TEXT SHOWN:
For hi-fi enthusiasts who cannot afford to spend tens of thousands on gear, it may not always be easy to harbour enthusiasm for the high-end market. Sure, there’s always an element of visual ‘porn’ to entice the interest of many such audiophiles, as there inevitably is for many hobbies’ most exclusive, expensive and luxurious corners. Some will have a loyalty or fondness for a particular brand and be interested in anything and everything it produces, whether they are attainable for themselves or not. And there will always be enthusiasts who will happily lap up as much about hi-fi as possible to satiate their technical, or whatever, interest.
But is something that is beyond reach as interesting as something that could reasonably be sitting in your living room in five to seven business days’ time? It’s something I have to consider often as I curate for whathifi.com and the two hi-fi magazines I oversee in Australia (one of which is exclusively high-end!) – how much coverage of unobtainable-for-many products is too much for most people? Of course, a lot of it is about balance (not so much in the high-end publication, of course). But if you find yourself uninterested in high-end kit predominantly because it is unattainable, think of it another way: you might well own it in the end.
I don’t mean that literally exactly, though a lottery win or some other favourable twist of financial fate means it isn’t out of the question. But you may well end up owning many of the technologies that contribute to a high-end design before long, due to the fact that they increasingly trickle down to models below them as processes streamline, components become more accessible and, indeed, even better technologies come along to push higher-end equipment along even more.
Take Bowers & Wilkins’ speaker lineup, for example. The flagship 800 Diamond models represent the pinnacle of the company’s technological know-how; and now, the recently announced 700 Series has benefitted from borrowing some of the 800's technologies.

INPUT DATA:
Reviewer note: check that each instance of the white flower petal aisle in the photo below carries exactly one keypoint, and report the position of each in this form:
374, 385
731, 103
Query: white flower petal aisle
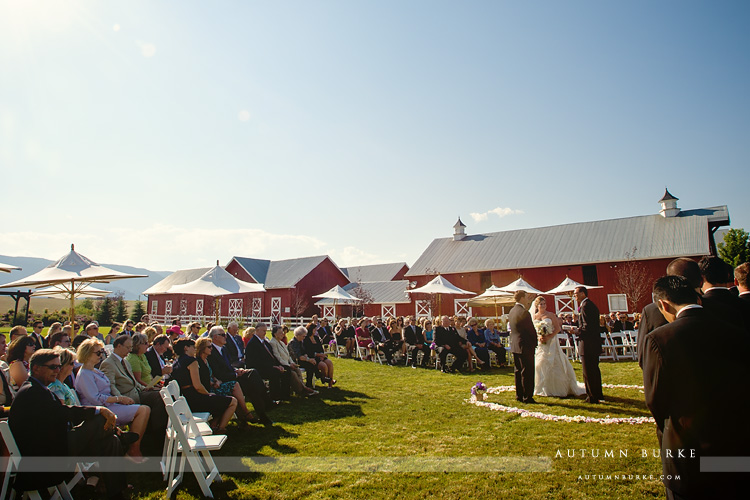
479, 394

LIST OF TASKS:
1. Copy the rows about the white flower petal aisle word for word, leaving out the picture.
2. Carry on the hi-fi article from the point where it stops.
The rows are unrelated to the hi-fi article.

SET OF ANSWERS:
1.
Reviewer note: check that each instance of the white flower petal aisle in the photo below carries exactly one keypoint, and report the position of each in this form:
374, 385
731, 103
Query: white flower petal aisle
479, 394

2.
Some of the 700 speakers use the 800’s Biomimetic Suspension system (which replaces a conventional fabric spider in a bid to reduce air pressure and unwanted noise as the cone moves and therefore improve midrange cone performance); more of the 700 models than before have adopted the company’s iconic ‘Solid Body Tweeter-on-Top’ design from the 800s; the range’s biggest floorstanders take advantage of an 800 Series development by incorporating a larger-diameter port that fires downwards on its integrated plinth; the drive units are mounted in external ‘pods’ in a similar fashion to the 800s; and the speaker terminals have been 800 Series “inspired”. You get the picture…
That trickling down of reference technologies is evident even in the newer next-range-down 600 Series. For example, the crossover network uses the same bypass capacitors taken from the 700 Series, while the rear-facing bass ports are also 700 Series specification. It even directly borrows the new mesh grille for the tweeter (in pursuit of more openness and greater dispersion) from the two Signature-grade (i.e. newer and refined) 800 Series models.
Naturally, this technological crossover has its limits, and differentiation elsewhere is important to maintain a logical performance/price progression. Why would someone buy Bowers & Wilkins’ Diamond 800 Series speaker if a more affordable 700 Series model matched its performance?
This is just one example of (an increasing) many. PMC’s new entry-level Prodigy speakers (pictured, top) would be another that springs to mind, having recently left our test rooms. They too have inherited technological concepts (the ATL bass-loading technique and Laminair airflow control vent) from other PMC speakers, from the next most affordable model twice their price, right the way up to the flagship Fact Fenestria.
Naim, Chord, Dali, Yamaha, KEF, Technics, Musical Fidelity... most brands that design high-end hi-fi find a way to share their peak engineering practices further down their catalogues. The point is, sooner or later you are getting these technologies in trickled-down form – sometimes in ‘compromised’ fashion, other times not.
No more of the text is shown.